Podany fragment:
══════════════════════════════
Reklama

Anda Rottenberg znana jest ze swojej surowości i bezwzględności, jeśli chodzi o ocenianie dzieł sztuki. Znana kuratorka i krytyczka sztuki przeżyła jednak w życiu osobistą tragedię. Pod koniec lat 90. ubiegłego wieku jej jedyny syn, Mateusz, zaczął kroczyć niebezpieczną ścieżką. Uzależnił się narkotyków, a później zaginął bez śladu. Anda Rottenberg szukała go przez dekadę. Niestety, nie udało się jej znaleźć go na czas. W 2008 r. odnalazła jego grób.

Reklama

Anda Rottenberg odnalazła grób syna po dekadzie

„Zapewne mój syn był taki, jaki był, bo to ja go urodziłam i wychowałam. Bo miał takiego, a nie innego ojca, bo się z nim rozstałam, a ja powtarzałam błędy wychowawcze swoich rodziców” opowiadała przed laty w rozmowie z „Dziennikiem”. „Syn nie potrafił sobie poradzić z wolnością, jaką mu dawałam. Nie wiem, czy udałoby się go uratować. Obie jego dziewczyny mówiły mi, że Mateusz był zadeklarowanym narkomanem, jemu po prostu odpowiadał stan uzależnienia” wyznała. Teraz, w najnowszym wywiadzie udzielonym VIVIE! opowiedziała, jak wyglądała jej relacja z rodzicami oraz jaką matką była dla swojego syna.

Sprawdź także: Córka Kurta Cobaina ma dziecko z synem innej legendy. Na świecie huczy o ich związku

Anda Rottenberg, VIVA! 4/2025.
Anda Rottenberg, VIVA! 4/2025 Fot. RAFAŁ MASŁOW

Anda Rottenberg o macierzyństwie i doświadczeniach z własnymi rodzicami — fragment wywiadu

Może coś takiego w ogóle nie istnieje jak życie w szczęściu.

Wiem, co to znaczy życie w pracy, często żmudnej. Może niektórym łatwo przychodzi wszystko, co robią. Ja staram się być dokładna. Pod pewnymi względami jestem perfekcjonistką, a to wymaga sporo pracy.

Relacje z rodziną to też żmudna praca. Pani ma dwoje wnucząt?

Tak. Jak się urodziły, zrozumiałam, że Pan Bóg dał mi drugą szansę. Jestem z nimi blisko. Z wnuczką bliżej, bo wnuk jest troszkę osobny, ale staramy się utrzymywać więź.

Pani mama, jaką była mamą?
══════════════════════════════
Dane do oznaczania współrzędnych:
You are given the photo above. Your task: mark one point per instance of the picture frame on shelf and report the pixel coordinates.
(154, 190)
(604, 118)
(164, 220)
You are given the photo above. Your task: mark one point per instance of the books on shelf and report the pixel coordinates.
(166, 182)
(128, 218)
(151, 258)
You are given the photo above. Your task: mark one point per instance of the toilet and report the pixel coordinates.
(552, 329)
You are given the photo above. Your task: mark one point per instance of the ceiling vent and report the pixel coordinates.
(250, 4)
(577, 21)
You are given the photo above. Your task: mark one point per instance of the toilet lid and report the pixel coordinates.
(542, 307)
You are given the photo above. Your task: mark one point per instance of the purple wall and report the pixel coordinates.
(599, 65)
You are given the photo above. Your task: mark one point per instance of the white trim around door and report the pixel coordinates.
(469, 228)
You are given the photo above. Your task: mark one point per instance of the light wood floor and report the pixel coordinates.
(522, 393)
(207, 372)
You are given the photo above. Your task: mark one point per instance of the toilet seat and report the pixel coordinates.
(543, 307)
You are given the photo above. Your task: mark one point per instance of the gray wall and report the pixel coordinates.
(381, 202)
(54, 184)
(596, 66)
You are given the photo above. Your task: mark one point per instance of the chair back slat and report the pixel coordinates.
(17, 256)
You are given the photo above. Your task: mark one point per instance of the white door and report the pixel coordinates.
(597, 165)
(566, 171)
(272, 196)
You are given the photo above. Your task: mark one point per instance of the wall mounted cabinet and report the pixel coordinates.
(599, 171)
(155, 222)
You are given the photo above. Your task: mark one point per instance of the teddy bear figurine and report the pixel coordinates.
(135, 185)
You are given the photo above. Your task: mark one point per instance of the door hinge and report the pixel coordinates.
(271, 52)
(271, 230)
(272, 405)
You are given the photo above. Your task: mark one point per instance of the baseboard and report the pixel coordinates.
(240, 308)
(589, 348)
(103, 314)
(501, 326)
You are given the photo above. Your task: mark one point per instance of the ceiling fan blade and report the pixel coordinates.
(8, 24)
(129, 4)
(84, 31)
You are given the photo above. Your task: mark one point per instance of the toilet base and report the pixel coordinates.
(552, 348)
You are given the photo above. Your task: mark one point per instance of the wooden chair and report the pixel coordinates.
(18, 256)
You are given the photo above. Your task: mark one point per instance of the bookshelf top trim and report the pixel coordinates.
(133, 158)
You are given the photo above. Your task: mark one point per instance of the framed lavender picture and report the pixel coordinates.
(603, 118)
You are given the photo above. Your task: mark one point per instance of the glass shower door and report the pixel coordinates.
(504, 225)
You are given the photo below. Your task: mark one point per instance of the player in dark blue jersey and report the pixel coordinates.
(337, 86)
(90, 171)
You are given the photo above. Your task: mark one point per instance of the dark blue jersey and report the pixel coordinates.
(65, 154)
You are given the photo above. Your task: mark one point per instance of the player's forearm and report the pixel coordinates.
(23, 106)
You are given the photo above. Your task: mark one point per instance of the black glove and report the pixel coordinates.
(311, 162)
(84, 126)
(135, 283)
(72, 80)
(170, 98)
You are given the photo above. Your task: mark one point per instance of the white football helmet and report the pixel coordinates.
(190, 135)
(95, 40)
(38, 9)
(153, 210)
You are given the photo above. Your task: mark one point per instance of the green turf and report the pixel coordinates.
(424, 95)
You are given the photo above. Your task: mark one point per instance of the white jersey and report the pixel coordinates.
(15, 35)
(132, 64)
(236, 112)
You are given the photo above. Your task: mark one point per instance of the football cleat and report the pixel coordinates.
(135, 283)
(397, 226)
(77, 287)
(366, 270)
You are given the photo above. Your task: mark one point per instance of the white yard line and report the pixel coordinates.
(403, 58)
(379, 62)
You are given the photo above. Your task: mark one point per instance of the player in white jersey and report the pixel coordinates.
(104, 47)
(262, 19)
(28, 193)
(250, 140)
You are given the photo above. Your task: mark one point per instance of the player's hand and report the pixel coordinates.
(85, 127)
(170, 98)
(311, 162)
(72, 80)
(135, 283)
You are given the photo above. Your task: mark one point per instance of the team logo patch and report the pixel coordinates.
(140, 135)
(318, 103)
══════════════════════════════
Cel zadania 1: Przepisz z tekstu o Andzie Rottenberg wszystko od słów „Anda Rottenberg, VIVA! 4/2025 Fot.” aż do słów „wymaga sporo pracy.”.
Cel zadania 2: Napisz dalszy ciąg tekstu o Andzie Rottenberg, zaczynając zaraz po jego ostatnim zdaniu.

Wynik ćwiczenia 1:
Anda Rottenberg, VIVA! 4/2025 Fot. RAFAŁ MASŁOW

Anda Rottenberg o macierzyństwie i doświadczeniach z własnymi rodzicami — fragment wywiadu

Może coś takiego w ogóle nie istnieje jak życie w szczęściu.

Wiem, co to znaczy życie w pracy, często żmudnej. Może niektórym łatwo przychodzi wszystko, co robią. Ja staram się być dokładna. Pod pewnymi względami jestem perfekcjonistką, a to wymaga sporo pracy.

Wynik ćwiczenia 2:
Moja była mamusią przemocową. Niemal do końca życia.

Była to przemoc emocjonalna czy przemoc fizyczna?

Nie, nie byłam bita. Parę razy zdarzyło się, że dostałam klapsa. To polegało na czymś innym. Stawiano mi duże wymagania i pokazywano, jak bardzo zawiodłam rodziców. Szczególnie ojca. Buntowałam się. Mama w domu była osobą silniejszą, to jej zapewne dawało większą mądrość. Gdy dochodziło do naprawdę trudnych sytuacji, potrafiła je rozwiązać. Nigdy nie szła za daleko, świadoma, że jeśli przekroczy pewną granicę, zbuntuję się jeszcze bardziej.

Pani chyba odziedziczyła po mamie tę siłę?

Łapię się na tym, że też, tak jak ona, mam patent na krojenie chleba. To prawda, dużo po niej mam.

A po tacie?

Po tacie mam taką mieszczańskość, mimo wszystko. Przestrzegam form, których mama nie przestrzegała.

[...]

Czytaj też: „Nie mam już o nic żalu”. Tak wyglądała relacja Katarzyny Nosowskiej i jej mamy

Anda Rottenberg, VIVA! 4/2025.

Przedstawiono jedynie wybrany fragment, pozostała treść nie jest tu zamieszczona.